>> Start Exercise input
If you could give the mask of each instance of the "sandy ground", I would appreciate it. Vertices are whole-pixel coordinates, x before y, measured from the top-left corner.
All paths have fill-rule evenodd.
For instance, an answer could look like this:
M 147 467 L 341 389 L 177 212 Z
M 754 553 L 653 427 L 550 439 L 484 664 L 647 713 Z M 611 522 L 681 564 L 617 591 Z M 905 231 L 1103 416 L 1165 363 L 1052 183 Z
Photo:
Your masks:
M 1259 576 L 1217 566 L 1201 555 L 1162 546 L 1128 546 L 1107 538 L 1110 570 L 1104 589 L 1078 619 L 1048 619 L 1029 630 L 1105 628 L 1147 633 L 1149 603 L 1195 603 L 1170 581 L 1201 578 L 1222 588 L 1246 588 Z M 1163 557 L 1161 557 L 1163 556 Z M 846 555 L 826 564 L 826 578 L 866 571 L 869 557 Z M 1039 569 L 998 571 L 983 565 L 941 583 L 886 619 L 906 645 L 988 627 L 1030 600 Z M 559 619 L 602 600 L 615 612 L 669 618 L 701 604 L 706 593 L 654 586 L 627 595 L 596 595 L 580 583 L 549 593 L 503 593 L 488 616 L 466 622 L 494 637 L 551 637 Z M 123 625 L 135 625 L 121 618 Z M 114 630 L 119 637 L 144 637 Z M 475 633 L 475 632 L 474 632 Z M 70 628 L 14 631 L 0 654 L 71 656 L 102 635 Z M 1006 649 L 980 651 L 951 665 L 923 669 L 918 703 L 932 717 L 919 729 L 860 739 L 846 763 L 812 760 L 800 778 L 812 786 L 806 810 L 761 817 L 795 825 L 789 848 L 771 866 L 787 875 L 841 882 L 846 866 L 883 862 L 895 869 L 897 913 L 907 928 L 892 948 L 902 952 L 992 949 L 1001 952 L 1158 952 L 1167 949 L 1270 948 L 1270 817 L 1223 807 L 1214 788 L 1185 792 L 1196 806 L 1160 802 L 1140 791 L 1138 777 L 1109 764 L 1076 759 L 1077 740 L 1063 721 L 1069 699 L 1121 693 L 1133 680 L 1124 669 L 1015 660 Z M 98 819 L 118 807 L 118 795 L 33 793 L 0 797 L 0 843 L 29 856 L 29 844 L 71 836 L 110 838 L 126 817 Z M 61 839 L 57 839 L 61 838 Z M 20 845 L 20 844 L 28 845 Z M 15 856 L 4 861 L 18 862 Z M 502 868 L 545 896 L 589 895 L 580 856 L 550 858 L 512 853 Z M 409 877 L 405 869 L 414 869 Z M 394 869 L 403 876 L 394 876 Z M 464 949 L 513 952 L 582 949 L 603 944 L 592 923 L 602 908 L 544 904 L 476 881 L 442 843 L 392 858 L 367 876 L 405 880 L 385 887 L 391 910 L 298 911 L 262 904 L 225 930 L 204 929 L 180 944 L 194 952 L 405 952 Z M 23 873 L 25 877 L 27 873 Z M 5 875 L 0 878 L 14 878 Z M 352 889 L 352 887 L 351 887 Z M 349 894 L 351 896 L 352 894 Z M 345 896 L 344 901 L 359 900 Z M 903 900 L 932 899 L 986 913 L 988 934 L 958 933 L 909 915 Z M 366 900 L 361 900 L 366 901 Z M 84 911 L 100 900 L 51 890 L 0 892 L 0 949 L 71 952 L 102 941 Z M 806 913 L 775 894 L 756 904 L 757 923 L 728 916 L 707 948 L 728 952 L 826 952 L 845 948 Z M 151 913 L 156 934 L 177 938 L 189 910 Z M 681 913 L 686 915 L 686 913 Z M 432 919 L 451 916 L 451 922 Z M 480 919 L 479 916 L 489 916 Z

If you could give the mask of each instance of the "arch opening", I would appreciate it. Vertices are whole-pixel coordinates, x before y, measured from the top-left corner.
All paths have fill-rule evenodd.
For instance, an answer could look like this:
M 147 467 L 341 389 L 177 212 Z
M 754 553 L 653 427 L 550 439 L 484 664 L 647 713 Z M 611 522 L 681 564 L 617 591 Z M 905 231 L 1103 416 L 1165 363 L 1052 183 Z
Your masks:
>> End Exercise input
→ Given task: Write out all the entries exactly.

→ Correct response:
If you could give the mask of each instance of the "sandy ground", I would appreciate it. Vertices are whole-pixel coordinates, x before y, measured from the top-left corner.
All paths have fill-rule evenodd.
For instance, an answer could look like this:
M 147 467 L 341 389 L 177 212 Z
M 754 553 L 653 427 L 550 439 L 484 664 L 647 713 Z M 611 522 L 681 564 L 617 591 Z M 905 231 L 1103 416 L 1165 363 L 1052 183 Z
Photo:
Your masks:
M 1259 576 L 1217 566 L 1201 555 L 1162 546 L 1128 546 L 1107 538 L 1110 570 L 1104 589 L 1078 619 L 1048 619 L 1029 630 L 1105 628 L 1147 633 L 1149 603 L 1195 603 L 1170 581 L 1201 578 L 1222 588 L 1246 588 Z M 1163 557 L 1161 557 L 1163 556 Z M 846 555 L 826 564 L 826 578 L 866 571 L 869 557 Z M 1039 569 L 998 571 L 983 565 L 941 583 L 886 619 L 906 645 L 988 627 L 1030 600 Z M 559 619 L 602 600 L 615 612 L 669 618 L 701 604 L 706 593 L 654 586 L 627 595 L 596 595 L 580 583 L 549 593 L 503 593 L 488 616 L 466 622 L 494 637 L 551 637 Z M 123 625 L 135 625 L 121 618 Z M 114 630 L 119 637 L 144 637 Z M 475 633 L 475 632 L 474 632 Z M 70 628 L 14 631 L 0 654 L 71 656 L 102 635 Z M 1006 649 L 980 651 L 951 665 L 923 669 L 918 703 L 932 717 L 919 729 L 860 739 L 846 763 L 812 760 L 800 778 L 812 786 L 806 810 L 761 817 L 795 825 L 789 848 L 771 866 L 787 875 L 841 882 L 846 866 L 883 862 L 895 869 L 897 913 L 907 928 L 892 948 L 902 952 L 992 949 L 1001 952 L 1158 952 L 1167 949 L 1270 948 L 1270 817 L 1223 807 L 1214 788 L 1185 792 L 1196 806 L 1160 802 L 1140 791 L 1138 777 L 1109 764 L 1076 759 L 1077 740 L 1063 721 L 1069 699 L 1121 693 L 1133 680 L 1124 669 L 1015 660 Z M 98 819 L 118 807 L 118 795 L 33 793 L 0 797 L 0 843 L 29 856 L 29 844 L 71 836 L 110 838 L 126 817 Z M 61 839 L 57 839 L 61 838 Z M 20 845 L 20 844 L 28 845 Z M 15 856 L 4 861 L 18 862 Z M 502 868 L 545 896 L 589 895 L 580 856 L 550 858 L 512 853 Z M 409 877 L 405 869 L 414 869 Z M 394 869 L 403 876 L 394 876 Z M 464 949 L 513 952 L 582 949 L 603 944 L 592 923 L 602 908 L 544 904 L 476 881 L 442 843 L 392 858 L 367 876 L 405 880 L 385 887 L 391 910 L 298 911 L 262 904 L 225 930 L 204 929 L 180 944 L 194 952 L 405 952 Z M 23 873 L 25 877 L 27 873 Z M 5 875 L 0 878 L 14 878 Z M 352 889 L 352 887 L 351 887 Z M 349 894 L 351 896 L 352 894 Z M 345 896 L 344 901 L 359 900 Z M 903 900 L 932 899 L 986 913 L 988 934 L 958 933 L 909 915 Z M 366 900 L 361 900 L 366 901 Z M 84 911 L 100 900 L 51 890 L 0 892 L 0 949 L 71 952 L 102 941 Z M 806 913 L 775 894 L 756 904 L 757 923 L 728 916 L 707 948 L 728 952 L 826 952 L 845 948 Z M 151 913 L 156 934 L 177 938 L 189 910 Z M 681 913 L 686 915 L 686 913 Z M 432 919 L 451 916 L 451 922 Z M 480 919 L 479 916 L 489 916 Z

If you could give the mask of each instance of the "arch opening", I would appreciate it. Vertices are whole-pixel coordinates, x before y, measured from the top-left corner.
All paths have fill-rule evenodd.
For instance, an answer could look like this:
M 147 467 L 341 389 L 177 212 Z
M 754 553 L 653 427 L 550 439 L 484 664 L 647 713 Z M 611 522 L 681 564 L 617 591 Z M 905 231 L 1103 416 L 1165 363 L 1052 183 Z
Your masks:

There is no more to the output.